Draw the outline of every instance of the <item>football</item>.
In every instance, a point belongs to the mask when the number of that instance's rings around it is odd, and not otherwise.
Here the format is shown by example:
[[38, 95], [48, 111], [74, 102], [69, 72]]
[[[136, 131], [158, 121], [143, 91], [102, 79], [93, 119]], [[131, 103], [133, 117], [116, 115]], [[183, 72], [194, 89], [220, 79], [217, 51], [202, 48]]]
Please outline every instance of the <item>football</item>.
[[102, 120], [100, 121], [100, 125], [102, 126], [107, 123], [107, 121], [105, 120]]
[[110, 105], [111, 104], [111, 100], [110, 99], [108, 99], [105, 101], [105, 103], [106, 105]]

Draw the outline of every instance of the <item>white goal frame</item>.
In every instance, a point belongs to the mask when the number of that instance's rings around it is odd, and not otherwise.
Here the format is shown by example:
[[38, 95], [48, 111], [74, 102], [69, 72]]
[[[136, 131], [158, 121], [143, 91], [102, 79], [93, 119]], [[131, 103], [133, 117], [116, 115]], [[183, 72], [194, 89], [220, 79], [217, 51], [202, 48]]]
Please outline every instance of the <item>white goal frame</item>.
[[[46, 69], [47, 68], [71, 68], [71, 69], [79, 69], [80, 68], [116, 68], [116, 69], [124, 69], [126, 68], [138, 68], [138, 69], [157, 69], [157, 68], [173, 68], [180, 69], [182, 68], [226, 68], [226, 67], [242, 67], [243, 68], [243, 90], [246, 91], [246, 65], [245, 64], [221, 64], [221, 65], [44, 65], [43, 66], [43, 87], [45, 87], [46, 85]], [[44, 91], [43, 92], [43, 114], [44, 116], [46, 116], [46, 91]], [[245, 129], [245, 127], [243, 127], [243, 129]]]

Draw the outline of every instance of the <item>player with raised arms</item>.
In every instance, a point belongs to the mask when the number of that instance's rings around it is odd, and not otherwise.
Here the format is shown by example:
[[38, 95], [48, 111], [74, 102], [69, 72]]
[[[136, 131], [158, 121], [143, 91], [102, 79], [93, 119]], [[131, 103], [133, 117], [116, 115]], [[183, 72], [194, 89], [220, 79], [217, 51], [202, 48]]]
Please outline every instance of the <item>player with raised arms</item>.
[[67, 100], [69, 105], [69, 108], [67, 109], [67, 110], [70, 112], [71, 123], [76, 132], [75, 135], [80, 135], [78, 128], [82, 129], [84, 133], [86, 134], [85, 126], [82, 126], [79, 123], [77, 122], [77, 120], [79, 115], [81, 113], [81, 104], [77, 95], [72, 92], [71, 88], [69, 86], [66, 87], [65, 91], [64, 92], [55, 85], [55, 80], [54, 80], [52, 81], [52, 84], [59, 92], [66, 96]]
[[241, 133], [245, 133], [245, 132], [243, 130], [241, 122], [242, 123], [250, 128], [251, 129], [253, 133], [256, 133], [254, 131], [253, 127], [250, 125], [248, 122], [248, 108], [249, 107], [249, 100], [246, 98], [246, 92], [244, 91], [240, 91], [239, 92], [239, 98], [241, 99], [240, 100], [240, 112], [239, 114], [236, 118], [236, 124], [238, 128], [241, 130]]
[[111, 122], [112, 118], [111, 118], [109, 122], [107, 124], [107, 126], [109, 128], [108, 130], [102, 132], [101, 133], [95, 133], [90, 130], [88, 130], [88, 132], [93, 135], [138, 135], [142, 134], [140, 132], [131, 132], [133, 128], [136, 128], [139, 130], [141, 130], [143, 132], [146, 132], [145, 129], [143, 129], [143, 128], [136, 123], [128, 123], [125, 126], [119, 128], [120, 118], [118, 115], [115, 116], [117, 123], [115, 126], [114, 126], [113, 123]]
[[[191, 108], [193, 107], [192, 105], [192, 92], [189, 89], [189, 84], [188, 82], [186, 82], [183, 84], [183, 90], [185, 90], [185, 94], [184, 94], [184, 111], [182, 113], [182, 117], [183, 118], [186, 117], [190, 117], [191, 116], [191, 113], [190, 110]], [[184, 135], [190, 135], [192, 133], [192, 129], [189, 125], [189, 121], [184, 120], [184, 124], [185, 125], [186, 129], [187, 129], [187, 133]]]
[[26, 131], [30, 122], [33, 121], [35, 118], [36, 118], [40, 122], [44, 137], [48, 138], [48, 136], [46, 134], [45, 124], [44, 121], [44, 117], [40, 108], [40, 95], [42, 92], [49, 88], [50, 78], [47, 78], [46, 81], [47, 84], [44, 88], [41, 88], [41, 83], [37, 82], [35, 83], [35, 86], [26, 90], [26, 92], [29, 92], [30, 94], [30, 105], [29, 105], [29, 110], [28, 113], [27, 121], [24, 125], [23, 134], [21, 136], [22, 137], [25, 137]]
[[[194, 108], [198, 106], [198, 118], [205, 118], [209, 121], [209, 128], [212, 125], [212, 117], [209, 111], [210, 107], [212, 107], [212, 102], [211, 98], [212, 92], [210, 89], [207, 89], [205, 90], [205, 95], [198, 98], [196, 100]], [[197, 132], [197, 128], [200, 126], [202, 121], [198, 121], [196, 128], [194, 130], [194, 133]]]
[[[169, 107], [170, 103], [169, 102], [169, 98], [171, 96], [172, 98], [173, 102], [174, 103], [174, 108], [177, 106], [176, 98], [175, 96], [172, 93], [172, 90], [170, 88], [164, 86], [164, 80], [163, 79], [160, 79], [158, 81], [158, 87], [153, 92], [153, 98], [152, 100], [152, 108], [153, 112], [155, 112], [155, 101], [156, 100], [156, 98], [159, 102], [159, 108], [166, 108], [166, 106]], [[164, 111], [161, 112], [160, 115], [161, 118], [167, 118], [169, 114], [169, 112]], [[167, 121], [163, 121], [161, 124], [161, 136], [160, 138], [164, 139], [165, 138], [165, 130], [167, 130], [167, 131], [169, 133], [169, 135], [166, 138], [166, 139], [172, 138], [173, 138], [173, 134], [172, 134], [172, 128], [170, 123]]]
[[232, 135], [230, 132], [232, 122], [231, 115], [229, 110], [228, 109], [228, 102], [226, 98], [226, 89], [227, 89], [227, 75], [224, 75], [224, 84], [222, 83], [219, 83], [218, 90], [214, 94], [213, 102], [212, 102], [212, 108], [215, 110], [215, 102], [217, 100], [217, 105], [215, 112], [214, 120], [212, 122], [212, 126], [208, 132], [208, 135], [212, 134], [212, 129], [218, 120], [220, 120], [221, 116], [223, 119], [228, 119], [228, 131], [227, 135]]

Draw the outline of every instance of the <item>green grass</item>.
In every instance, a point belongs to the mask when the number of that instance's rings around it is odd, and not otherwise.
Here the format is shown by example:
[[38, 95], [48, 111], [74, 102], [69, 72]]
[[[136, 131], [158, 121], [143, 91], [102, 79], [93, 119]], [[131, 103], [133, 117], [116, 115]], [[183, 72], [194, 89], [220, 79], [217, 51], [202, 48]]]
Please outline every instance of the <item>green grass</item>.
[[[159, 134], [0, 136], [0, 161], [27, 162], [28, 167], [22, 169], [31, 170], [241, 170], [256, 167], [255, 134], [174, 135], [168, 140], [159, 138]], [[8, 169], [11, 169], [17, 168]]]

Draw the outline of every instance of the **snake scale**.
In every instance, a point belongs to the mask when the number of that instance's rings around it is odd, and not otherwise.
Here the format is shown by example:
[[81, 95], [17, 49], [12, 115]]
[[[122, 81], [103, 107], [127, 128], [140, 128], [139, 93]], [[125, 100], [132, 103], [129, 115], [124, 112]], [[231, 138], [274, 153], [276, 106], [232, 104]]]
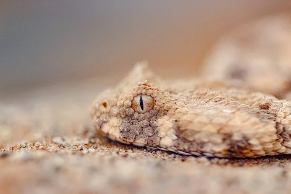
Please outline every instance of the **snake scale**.
[[124, 144], [181, 154], [291, 154], [291, 102], [223, 81], [163, 80], [137, 64], [95, 100], [96, 129]]

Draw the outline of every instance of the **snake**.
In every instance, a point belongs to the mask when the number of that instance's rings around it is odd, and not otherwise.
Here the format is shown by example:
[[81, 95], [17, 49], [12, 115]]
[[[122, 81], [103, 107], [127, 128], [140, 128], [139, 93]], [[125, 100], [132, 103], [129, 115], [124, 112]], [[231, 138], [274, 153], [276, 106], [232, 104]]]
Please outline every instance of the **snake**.
[[164, 80], [137, 63], [94, 100], [96, 130], [113, 141], [179, 154], [291, 154], [291, 101], [223, 80]]

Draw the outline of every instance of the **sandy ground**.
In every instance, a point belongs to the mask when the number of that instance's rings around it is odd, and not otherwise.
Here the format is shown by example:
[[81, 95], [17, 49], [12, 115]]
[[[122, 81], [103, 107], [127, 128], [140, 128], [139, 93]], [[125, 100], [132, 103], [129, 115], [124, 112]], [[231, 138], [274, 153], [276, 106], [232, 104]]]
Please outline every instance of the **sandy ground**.
[[114, 143], [89, 108], [110, 81], [2, 93], [0, 193], [289, 193], [291, 158], [208, 159]]

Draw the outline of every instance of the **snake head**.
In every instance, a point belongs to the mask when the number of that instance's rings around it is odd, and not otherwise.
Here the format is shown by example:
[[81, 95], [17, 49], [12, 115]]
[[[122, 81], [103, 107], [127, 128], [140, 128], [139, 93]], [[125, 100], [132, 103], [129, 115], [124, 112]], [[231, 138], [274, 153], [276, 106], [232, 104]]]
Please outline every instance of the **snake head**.
[[158, 128], [169, 120], [168, 113], [175, 102], [168, 92], [148, 81], [158, 83], [159, 78], [144, 62], [140, 63], [115, 88], [100, 94], [91, 113], [95, 128], [123, 143], [158, 145]]
[[154, 146], [160, 141], [158, 128], [170, 118], [171, 97], [147, 81], [127, 92], [105, 91], [92, 109], [95, 128], [113, 140]]

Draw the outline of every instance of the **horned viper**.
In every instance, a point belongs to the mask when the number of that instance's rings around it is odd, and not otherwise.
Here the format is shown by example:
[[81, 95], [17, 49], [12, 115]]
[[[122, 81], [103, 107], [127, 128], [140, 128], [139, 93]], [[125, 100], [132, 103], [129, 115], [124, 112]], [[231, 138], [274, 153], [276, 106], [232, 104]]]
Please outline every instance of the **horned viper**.
[[225, 81], [163, 80], [137, 64], [95, 100], [95, 127], [113, 140], [181, 154], [291, 153], [291, 102]]

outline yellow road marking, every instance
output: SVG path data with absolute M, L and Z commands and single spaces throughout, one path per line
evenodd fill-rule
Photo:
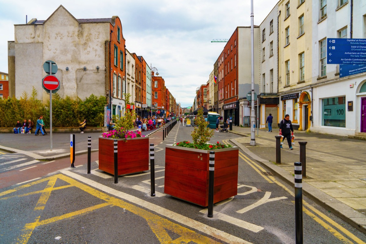
M 261 166 L 257 165 L 255 162 L 254 162 L 251 159 L 249 158 L 248 157 L 246 157 L 241 152 L 239 152 L 239 155 L 244 160 L 244 161 L 247 162 L 249 165 L 250 165 L 252 167 L 254 166 L 251 165 L 250 163 L 249 163 L 248 161 L 250 161 L 251 163 L 253 163 L 254 165 L 255 165 L 256 166 L 258 167 L 258 168 L 261 169 L 261 170 L 262 170 L 264 171 L 265 170 L 262 168 Z M 245 157 L 245 159 L 244 159 L 243 157 Z M 259 171 L 257 170 L 257 172 Z M 274 183 L 276 183 L 277 184 L 280 186 L 281 187 L 283 188 L 285 190 L 287 191 L 292 196 L 295 196 L 295 194 L 293 191 L 291 191 L 287 187 L 284 185 L 279 182 L 277 180 L 274 176 L 268 176 L 269 179 L 273 181 Z M 337 223 L 334 220 L 331 219 L 329 217 L 328 217 L 325 215 L 323 214 L 321 212 L 318 210 L 315 207 L 313 206 L 310 205 L 309 203 L 307 202 L 306 201 L 303 200 L 303 203 L 304 205 L 304 207 L 303 207 L 303 211 L 304 213 L 305 213 L 306 214 L 307 214 L 310 217 L 312 218 L 315 221 L 319 223 L 320 225 L 322 226 L 325 229 L 328 230 L 329 232 L 332 233 L 335 236 L 336 238 L 339 239 L 340 240 L 344 242 L 344 243 L 348 244 L 348 243 L 352 243 L 351 241 L 349 240 L 346 238 L 346 237 L 343 236 L 339 232 L 337 232 L 335 229 L 331 227 L 329 225 L 326 223 L 324 221 L 318 217 L 317 217 L 316 215 L 314 215 L 313 213 L 311 213 L 310 211 L 308 210 L 307 209 L 305 208 L 305 206 L 306 206 L 306 207 L 308 208 L 311 211 L 313 211 L 315 214 L 317 214 L 318 215 L 322 218 L 325 221 L 327 221 L 330 224 L 333 225 L 333 226 L 338 229 L 339 230 L 343 232 L 346 236 L 349 237 L 350 238 L 352 239 L 352 240 L 356 242 L 357 244 L 366 244 L 362 240 L 360 239 L 359 238 L 357 237 L 356 236 L 354 235 L 353 234 L 351 233 L 350 232 L 347 230 L 346 229 L 342 227 L 339 224 Z
M 57 179 L 62 180 L 68 183 L 70 185 L 63 187 L 53 188 Z M 79 188 L 94 196 L 104 200 L 106 201 L 106 202 L 40 221 L 40 219 L 41 216 L 40 215 L 36 218 L 34 222 L 28 223 L 25 225 L 24 228 L 22 230 L 22 234 L 18 239 L 18 243 L 26 244 L 31 236 L 34 229 L 37 226 L 46 225 L 60 220 L 75 218 L 80 215 L 86 214 L 96 209 L 108 206 L 115 206 L 119 207 L 143 218 L 152 229 L 152 231 L 155 234 L 157 238 L 162 243 L 188 243 L 190 241 L 199 244 L 220 243 L 209 237 L 205 236 L 178 224 L 173 223 L 170 221 L 149 212 L 147 210 L 99 191 L 90 187 L 82 184 L 74 179 L 61 174 L 53 176 L 20 186 L 12 190 L 0 193 L 0 195 L 4 196 L 46 181 L 48 181 L 47 185 L 43 190 L 20 194 L 16 196 L 13 196 L 4 197 L 1 198 L 1 200 L 8 199 L 11 197 L 15 197 L 15 196 L 19 197 L 32 194 L 41 194 L 41 195 L 34 209 L 35 210 L 43 210 L 49 199 L 50 194 L 53 191 L 73 186 Z M 177 239 L 173 239 L 170 237 L 168 232 L 167 232 L 167 230 L 174 232 L 180 236 Z M 213 236 L 214 236 L 215 235 L 213 235 Z M 242 242 L 240 242 L 241 243 L 250 243 L 244 240 L 242 240 Z

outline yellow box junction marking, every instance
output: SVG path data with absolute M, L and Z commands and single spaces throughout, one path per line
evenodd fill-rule
M 60 179 L 70 185 L 58 187 L 54 187 L 57 179 Z M 163 218 L 156 214 L 138 207 L 132 204 L 111 196 L 107 194 L 99 191 L 87 185 L 62 174 L 54 176 L 41 179 L 31 182 L 23 185 L 20 186 L 11 190 L 0 192 L 0 196 L 5 196 L 9 194 L 15 192 L 19 190 L 48 181 L 47 186 L 44 189 L 26 194 L 22 194 L 11 196 L 3 197 L 0 200 L 5 200 L 11 198 L 21 197 L 32 194 L 40 194 L 41 196 L 34 208 L 34 211 L 42 211 L 47 203 L 49 198 L 52 191 L 71 187 L 74 187 L 84 191 L 89 194 L 106 201 L 105 203 L 72 212 L 60 216 L 55 216 L 45 219 L 40 220 L 42 212 L 33 223 L 26 224 L 22 230 L 20 236 L 18 239 L 17 243 L 19 244 L 26 244 L 28 243 L 32 233 L 37 227 L 53 223 L 63 219 L 72 219 L 78 216 L 90 213 L 96 209 L 107 206 L 115 206 L 126 209 L 126 210 L 145 219 L 152 231 L 155 233 L 157 238 L 161 243 L 188 243 L 193 242 L 198 244 L 220 243 L 208 237 L 196 233 L 171 221 Z M 167 230 L 169 230 L 180 236 L 180 237 L 173 240 L 169 236 Z
M 258 172 L 260 175 L 263 176 L 263 177 L 264 178 L 264 179 L 265 179 L 267 181 L 268 181 L 270 183 L 272 183 L 272 182 L 275 183 L 290 193 L 292 196 L 295 197 L 295 193 L 293 191 L 289 189 L 283 184 L 279 182 L 276 179 L 276 178 L 274 178 L 274 176 L 266 176 L 262 174 L 258 170 L 256 169 L 255 168 L 257 167 L 264 172 L 265 171 L 265 170 L 264 169 L 263 169 L 257 163 L 252 161 L 250 158 L 241 153 L 241 152 L 239 152 L 239 156 L 244 160 L 244 161 L 247 162 L 247 163 L 253 168 L 253 169 Z M 295 202 L 293 201 L 293 202 L 294 203 Z M 361 240 L 359 238 L 358 238 L 350 232 L 348 231 L 346 228 L 342 227 L 340 225 L 337 223 L 329 217 L 327 216 L 320 211 L 318 210 L 315 207 L 311 206 L 306 201 L 303 200 L 303 211 L 304 213 L 308 215 L 314 221 L 317 222 L 319 224 L 323 226 L 324 228 L 332 233 L 332 234 L 335 237 L 337 237 L 337 238 L 343 241 L 343 243 L 347 244 L 351 244 L 354 243 L 352 242 L 350 240 L 344 236 L 340 233 L 337 231 L 335 229 L 332 227 L 330 225 L 332 225 L 334 227 L 338 229 L 339 230 L 343 232 L 347 237 L 351 239 L 352 239 L 354 240 L 354 241 L 355 241 L 356 243 L 357 244 L 366 244 L 366 243 L 362 241 L 362 240 Z M 308 208 L 309 209 L 307 209 L 305 207 Z M 322 220 L 320 218 L 316 216 L 316 215 L 313 214 L 311 211 L 313 211 L 314 213 L 317 214 L 319 217 L 322 218 L 324 220 L 328 222 L 329 224 L 330 224 L 330 225 L 327 224 L 324 221 L 323 221 L 323 220 Z

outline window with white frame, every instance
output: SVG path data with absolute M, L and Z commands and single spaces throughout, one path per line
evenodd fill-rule
M 290 44 L 290 27 L 288 26 L 285 29 L 285 35 L 286 37 L 286 45 Z
M 299 66 L 300 81 L 305 80 L 305 53 L 300 53 L 299 55 Z
M 285 62 L 285 66 L 286 68 L 286 85 L 290 85 L 290 60 L 288 60 Z
M 320 0 L 320 19 L 326 17 L 326 0 Z
M 338 31 L 338 38 L 347 38 L 347 26 Z
M 269 79 L 271 82 L 270 90 L 269 92 L 272 93 L 273 92 L 273 69 L 272 69 L 269 71 Z
M 338 0 L 338 7 L 344 5 L 348 2 L 348 0 Z
M 326 75 L 326 38 L 319 42 L 320 77 Z
M 266 93 L 266 74 L 264 74 L 262 75 L 262 79 L 263 80 L 263 93 Z
M 299 35 L 301 35 L 305 33 L 304 29 L 304 15 L 299 17 Z
M 290 16 L 290 1 L 286 4 L 286 16 L 285 18 L 287 18 Z
M 115 97 L 117 91 L 117 75 L 113 74 L 113 96 Z
M 117 87 L 118 91 L 117 97 L 121 97 L 121 77 L 119 76 L 118 76 L 118 84 L 117 85 Z

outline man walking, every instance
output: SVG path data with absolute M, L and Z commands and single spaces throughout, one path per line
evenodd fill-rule
M 290 150 L 292 150 L 292 147 L 291 145 L 291 136 L 294 135 L 294 128 L 292 128 L 292 124 L 290 120 L 290 116 L 288 115 L 285 115 L 285 118 L 282 120 L 280 123 L 280 135 L 283 136 L 287 139 L 287 143 L 288 143 L 288 147 Z M 282 148 L 282 145 L 281 148 Z
M 267 117 L 267 120 L 266 123 L 268 123 L 268 132 L 272 132 L 272 122 L 273 117 L 272 116 L 272 114 L 270 113 L 268 117 Z

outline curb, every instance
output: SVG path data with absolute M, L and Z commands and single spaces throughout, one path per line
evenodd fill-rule
M 294 178 L 292 174 L 270 162 L 261 158 L 243 147 L 235 139 L 230 139 L 230 141 L 274 174 L 294 187 Z M 366 234 L 366 224 L 365 222 L 366 217 L 364 215 L 306 182 L 303 181 L 302 185 L 303 192 L 306 196 L 361 232 Z

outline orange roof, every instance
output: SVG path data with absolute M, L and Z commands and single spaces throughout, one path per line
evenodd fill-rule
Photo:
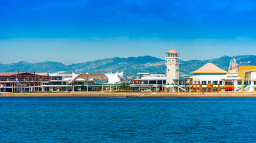
M 227 71 L 221 69 L 212 63 L 206 64 L 199 69 L 191 72 L 191 73 L 226 73 Z
M 18 74 L 18 73 L 0 73 L 0 76 L 10 76 L 17 74 Z
M 168 52 L 166 52 L 165 54 L 180 54 L 180 53 L 176 52 L 176 51 L 174 49 L 171 49 Z

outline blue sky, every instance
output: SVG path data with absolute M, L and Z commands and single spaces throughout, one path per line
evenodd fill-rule
M 256 54 L 254 1 L 0 0 L 0 63 Z

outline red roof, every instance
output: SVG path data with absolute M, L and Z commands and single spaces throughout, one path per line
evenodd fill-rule
M 171 49 L 168 52 L 166 52 L 165 54 L 180 54 L 180 53 L 176 52 L 176 51 L 174 49 Z
M 0 73 L 0 76 L 10 76 L 17 74 L 18 74 L 18 73 Z
M 221 69 L 219 67 L 216 66 L 212 63 L 206 64 L 204 66 L 199 69 L 194 71 L 191 73 L 227 73 L 227 71 Z

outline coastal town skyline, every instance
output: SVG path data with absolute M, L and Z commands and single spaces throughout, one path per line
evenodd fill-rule
M 146 55 L 163 59 L 172 44 L 183 60 L 256 55 L 252 1 L 33 1 L 0 5 L 2 64 L 70 64 Z

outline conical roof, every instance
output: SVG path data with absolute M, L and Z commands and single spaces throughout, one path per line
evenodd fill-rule
M 221 69 L 212 63 L 206 64 L 199 69 L 191 72 L 191 73 L 226 73 L 227 71 Z
M 180 54 L 179 52 L 176 52 L 174 49 L 171 49 L 165 54 Z

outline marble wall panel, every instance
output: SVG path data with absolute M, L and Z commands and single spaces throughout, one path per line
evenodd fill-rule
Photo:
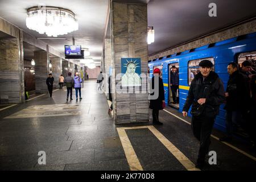
M 47 53 L 46 51 L 34 52 L 36 93 L 48 92 L 46 79 L 48 77 Z M 56 78 L 55 78 L 56 79 Z
M 68 61 L 62 60 L 62 73 L 64 78 L 68 76 Z
M 142 73 L 147 73 L 147 5 L 113 3 L 112 28 L 115 76 L 121 73 L 121 59 L 123 57 L 141 57 Z M 115 84 L 119 78 L 115 77 Z M 146 81 L 143 83 L 146 84 Z M 141 93 L 146 88 L 136 87 L 129 93 L 114 94 L 114 118 L 116 123 L 148 121 L 147 93 Z M 117 90 L 118 86 L 115 86 Z M 123 88 L 128 90 L 127 88 Z
M 19 40 L 0 40 L 0 104 L 24 101 L 24 63 L 23 54 L 19 54 L 23 44 Z
M 53 82 L 53 88 L 58 88 L 59 77 L 62 74 L 62 59 L 60 57 L 54 57 L 50 59 L 52 63 L 52 74 L 55 80 Z
M 19 28 L 0 17 L 0 31 L 14 38 L 19 38 Z

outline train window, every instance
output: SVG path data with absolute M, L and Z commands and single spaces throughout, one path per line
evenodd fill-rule
M 155 66 L 153 68 L 153 71 L 155 68 L 158 68 L 160 69 L 160 71 L 161 71 L 161 73 L 160 73 L 160 76 L 162 76 L 162 71 L 163 69 L 163 64 L 162 65 L 160 65 L 159 66 Z
M 251 63 L 251 71 L 256 71 L 256 51 L 240 53 L 238 57 L 238 63 L 240 68 L 242 67 L 242 63 L 246 60 Z
M 188 61 L 188 85 L 190 85 L 192 81 L 195 78 L 195 76 L 200 72 L 199 71 L 199 63 L 201 61 L 208 59 L 210 60 L 212 64 L 213 64 L 213 71 L 214 71 L 214 60 L 213 57 L 208 57 L 204 59 L 199 59 L 195 60 L 191 60 Z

++++++++++

What is expected.
Can you copy the items between the line containing "outline blue sky, every instance" and the line containing "M 256 54 L 254 1 L 0 0 L 0 63 Z", including both of those lines, with every character unchanged?

Solution for this task.
outline blue sky, every instance
output: SVG path data with absolute M, L and Z commands and single spaces throughout, one path per line
evenodd fill-rule
M 256 54 L 254 1 L 0 0 L 0 63 Z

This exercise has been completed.